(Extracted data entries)

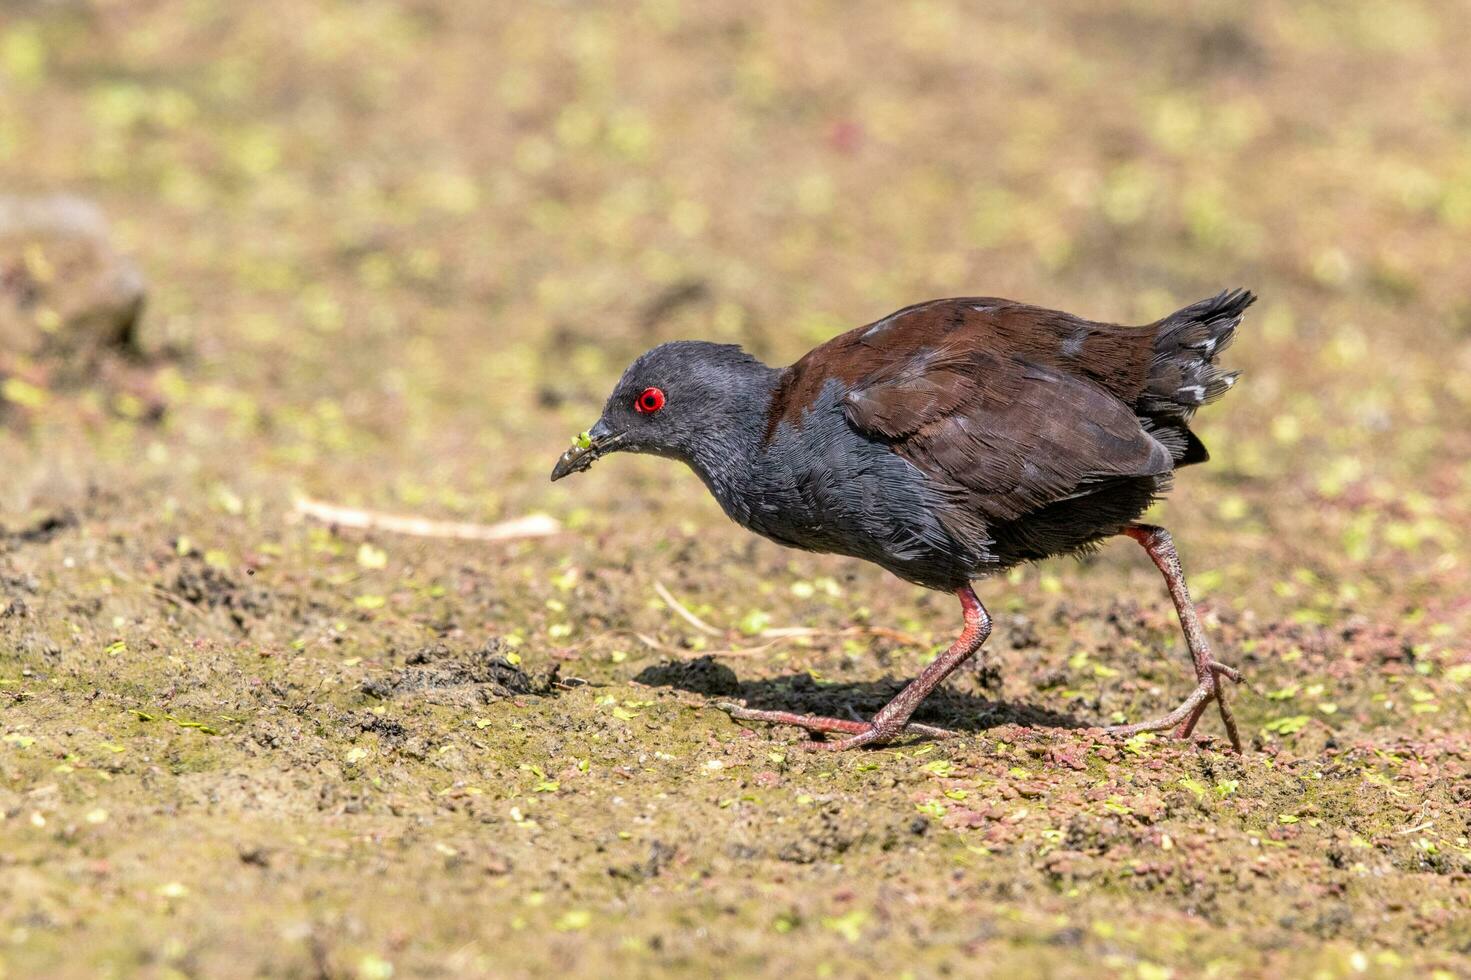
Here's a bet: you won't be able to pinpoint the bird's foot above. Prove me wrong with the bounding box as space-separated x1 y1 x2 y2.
1103 659 1244 753
714 702 954 750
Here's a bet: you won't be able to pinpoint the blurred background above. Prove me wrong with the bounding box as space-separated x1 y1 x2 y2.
2 2 1469 977
3 0 1467 546
3 0 1469 555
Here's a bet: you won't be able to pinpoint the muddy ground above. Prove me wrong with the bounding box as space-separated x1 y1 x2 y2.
1 2 1469 977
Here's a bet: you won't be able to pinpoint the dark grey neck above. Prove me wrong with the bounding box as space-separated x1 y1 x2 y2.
678 362 783 523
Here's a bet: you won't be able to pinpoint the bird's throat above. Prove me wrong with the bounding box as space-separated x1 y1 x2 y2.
677 367 782 526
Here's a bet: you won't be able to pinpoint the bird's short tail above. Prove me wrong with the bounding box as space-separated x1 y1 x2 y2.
1139 288 1254 420
1135 288 1253 467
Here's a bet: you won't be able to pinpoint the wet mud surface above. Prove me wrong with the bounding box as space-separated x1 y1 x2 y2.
2 2 1470 977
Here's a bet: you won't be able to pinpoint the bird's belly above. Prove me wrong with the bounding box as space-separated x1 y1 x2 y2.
741 495 976 590
730 403 988 589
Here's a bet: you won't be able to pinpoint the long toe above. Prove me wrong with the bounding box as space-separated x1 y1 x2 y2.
1104 660 1245 752
715 702 954 748
804 719 955 751
1199 659 1244 752
715 702 872 736
1211 671 1244 753
1104 681 1215 741
807 725 885 752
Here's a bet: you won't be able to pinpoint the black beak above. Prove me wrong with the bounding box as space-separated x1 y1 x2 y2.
550 419 622 482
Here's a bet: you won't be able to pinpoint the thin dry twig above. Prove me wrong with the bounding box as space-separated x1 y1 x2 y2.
294 498 561 542
649 583 924 648
625 627 920 662
652 581 723 636
757 625 921 645
694 644 780 658
107 562 212 624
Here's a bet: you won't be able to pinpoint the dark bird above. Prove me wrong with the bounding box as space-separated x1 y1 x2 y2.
552 290 1255 751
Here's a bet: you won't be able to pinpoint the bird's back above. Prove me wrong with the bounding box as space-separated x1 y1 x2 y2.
755 293 1250 587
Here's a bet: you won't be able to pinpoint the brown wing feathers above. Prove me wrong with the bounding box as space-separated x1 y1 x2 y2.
771 298 1174 532
856 356 1172 524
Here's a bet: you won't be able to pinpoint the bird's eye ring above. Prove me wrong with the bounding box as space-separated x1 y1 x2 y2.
635 387 666 414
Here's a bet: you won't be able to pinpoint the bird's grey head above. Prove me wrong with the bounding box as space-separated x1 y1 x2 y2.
550 341 777 482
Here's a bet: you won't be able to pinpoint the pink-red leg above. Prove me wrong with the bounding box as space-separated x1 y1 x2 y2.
1104 524 1244 752
719 586 992 750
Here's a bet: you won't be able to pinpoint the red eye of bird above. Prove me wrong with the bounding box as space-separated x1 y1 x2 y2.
635 386 666 414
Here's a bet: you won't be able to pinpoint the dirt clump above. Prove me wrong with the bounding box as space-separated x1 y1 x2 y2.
0 195 146 364
633 655 741 696
0 195 173 425
362 638 559 705
167 553 271 631
1 511 77 547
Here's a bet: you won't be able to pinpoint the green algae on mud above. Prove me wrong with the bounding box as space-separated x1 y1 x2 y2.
2 0 1471 977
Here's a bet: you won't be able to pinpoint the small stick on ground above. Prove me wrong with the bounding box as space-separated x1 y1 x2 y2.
652 581 723 636
757 625 922 645
294 498 561 542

YOUR GOAL: What you return must match the records line for line, with the pictures left out.

TASK ANSWER:
Here's a bet: you won't be able to pinpoint the bird's foot above. Prove me wrong with the bounding box as space-separated x1 y1 x2 y2.
1103 659 1244 753
714 702 954 750
Here's a bet: you won't be able to pinpoint the blurred background above. Prove me wrong with the bounding box as space-separated x1 y1 x2 y2.
2 2 1469 977
3 0 1467 546
3 0 1469 555
Here's a bet: you won't be able to pinpoint the muddy ground above. Prove me wrong with the bounding box as space-separated x1 y1 x2 y2.
1 2 1469 977
Here's a bet: you won't be able to pinpoint the dark grey neck above. Prove me wrong with the bounding box as space-separated x1 y1 x2 y2.
678 362 783 523
Here's a bet: you won't be able to pinpoint the bird's throat above. Prove me wrong with the bounding box as space-separated x1 y1 x2 y2.
677 367 782 526
Here's a bet: you won't be able to pinpoint the bird's short tail above. Prove me wrong with the bounding box as space-separated x1 y1 x2 y2.
1139 288 1254 420
1135 288 1253 467
Here's a bet: you won't be able to pinpoint the wet mud surface above. Prove me wrong with the bounding box as space-separated x1 y1 x2 y2.
2 2 1470 977
Here's a bet: you won't be able to pinpoint the bird's belly above. Prove me wrong with the bounding box as space-separated x1 y1 x2 y2.
741 495 976 590
730 403 988 589
Here's a bet: you won't be able to pinpoint the long toe above. Prove me wrong with the bounding box as space-separated x1 y1 x2 y2.
1104 660 1245 752
715 702 954 748
804 719 955 751
1199 659 1244 752
715 702 872 736
1211 671 1244 753
1104 681 1215 741
807 725 885 752
Here's a bet: you won't be able to pinpoint the black beak above. Prove me wrong with the bounding box as space-separated x1 y1 x2 y2.
550 419 622 482
Here's a bet: you won't be able to pinpoint the thin dry twig above. Prove me wrong with the bounding box as space-separated x1 y1 x2 y2.
294 498 561 542
649 583 924 648
625 627 920 662
652 581 723 636
757 625 921 645
694 644 780 658
107 562 212 624
Here's a bet: you won't be able to pinpoint the dark bird above. Prove me wrong with the bounding box as space-separated x1 y1 x2 y2.
552 290 1255 751
Here's a bet: you won't be able to pinpoint the bird's back above. Prove me wrong with the bounding box as space-separated x1 y1 x2 y2.
755 293 1250 587
Here's a bet: you won't be able to pinpoint the brown wing feathers above. Prove me wrong with the bounding box as space-separated x1 y1 x2 y2.
771 298 1174 532
856 356 1172 524
Here's a bet: you won't be able to pinpoint the bird's eye ring above. Prove me wrong with the bounding box as space-separated x1 y1 x2 y2.
635 387 666 414
Here's a bet: you won't be able to pinpoint the bird's grey head above. Prove me wrong with the bounding box as space-separated x1 y1 x2 y2.
550 341 777 482
Here's a bet: you won't be able to pinpoint the pink-red leg above. Prove me wrong with the bounding box as space-separated x1 y1 x2 y2.
1104 524 1244 752
719 586 992 750
Here's a bet: you won't be able to pinpoint the red eye of bird above. Prove me wrong with the bounding box as space-separated x1 y1 x2 y2.
635 386 666 414
Here's a bet: you won't be able to pinpoint the dirt clump above. Prove me wrong with the bounding box as space-separated x1 y1 x2 y2.
0 195 146 364
633 655 741 696
0 195 173 425
362 638 559 705
167 553 271 631
1 511 77 547
Here's a bet: you won't be able to pinpoint the green algae on mud above. Prove me wrong with the bounding box as space-separated x1 y1 x2 y2.
2 0 1471 977
Here's a bet: you won't be able to pinpoint the small stick on ground above. Prove me wrong with the bounding box as space-separated x1 y1 x2 y2.
652 581 723 636
757 625 922 645
294 498 561 542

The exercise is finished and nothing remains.